Begin at the line containing "the boat hull." and reproduce every line through the end of the entries below. Nothing else should appear.
Supplied material START
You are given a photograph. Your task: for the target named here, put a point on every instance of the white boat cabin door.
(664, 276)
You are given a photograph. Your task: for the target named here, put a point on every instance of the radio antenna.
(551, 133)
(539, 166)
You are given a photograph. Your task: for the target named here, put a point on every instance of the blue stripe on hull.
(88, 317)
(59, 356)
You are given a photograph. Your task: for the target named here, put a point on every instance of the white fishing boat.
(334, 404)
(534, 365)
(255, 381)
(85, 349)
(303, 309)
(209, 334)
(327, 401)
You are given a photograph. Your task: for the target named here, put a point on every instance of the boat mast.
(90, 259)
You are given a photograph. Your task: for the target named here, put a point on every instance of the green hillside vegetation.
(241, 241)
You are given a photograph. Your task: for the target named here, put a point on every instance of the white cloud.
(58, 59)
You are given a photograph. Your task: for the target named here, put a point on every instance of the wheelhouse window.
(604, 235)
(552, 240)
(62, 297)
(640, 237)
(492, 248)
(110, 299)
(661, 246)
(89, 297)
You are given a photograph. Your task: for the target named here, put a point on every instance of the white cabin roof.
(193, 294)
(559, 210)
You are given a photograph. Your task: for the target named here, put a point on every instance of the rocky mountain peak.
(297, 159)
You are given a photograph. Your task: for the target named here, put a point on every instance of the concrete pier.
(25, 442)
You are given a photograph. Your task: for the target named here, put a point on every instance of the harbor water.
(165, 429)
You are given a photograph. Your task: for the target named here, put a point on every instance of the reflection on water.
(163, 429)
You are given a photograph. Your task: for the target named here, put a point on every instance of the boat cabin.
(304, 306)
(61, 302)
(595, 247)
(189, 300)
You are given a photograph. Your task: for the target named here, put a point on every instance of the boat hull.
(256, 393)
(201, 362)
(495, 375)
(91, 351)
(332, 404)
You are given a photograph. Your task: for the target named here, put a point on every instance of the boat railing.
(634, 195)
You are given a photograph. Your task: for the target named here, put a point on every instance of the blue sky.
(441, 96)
Supplied material END
▶ **Your response**:
You are given a photograph. Your task: for the target named here, put a point on every instance of the boat hull.
(256, 393)
(201, 362)
(495, 375)
(91, 351)
(332, 404)
You are given a photograph. Your task: for the target named here, put a point on every instance of the boat railing.
(634, 195)
You are given a photograph. Your task: for the target named here, put a point on every instance of the blue sky.
(441, 96)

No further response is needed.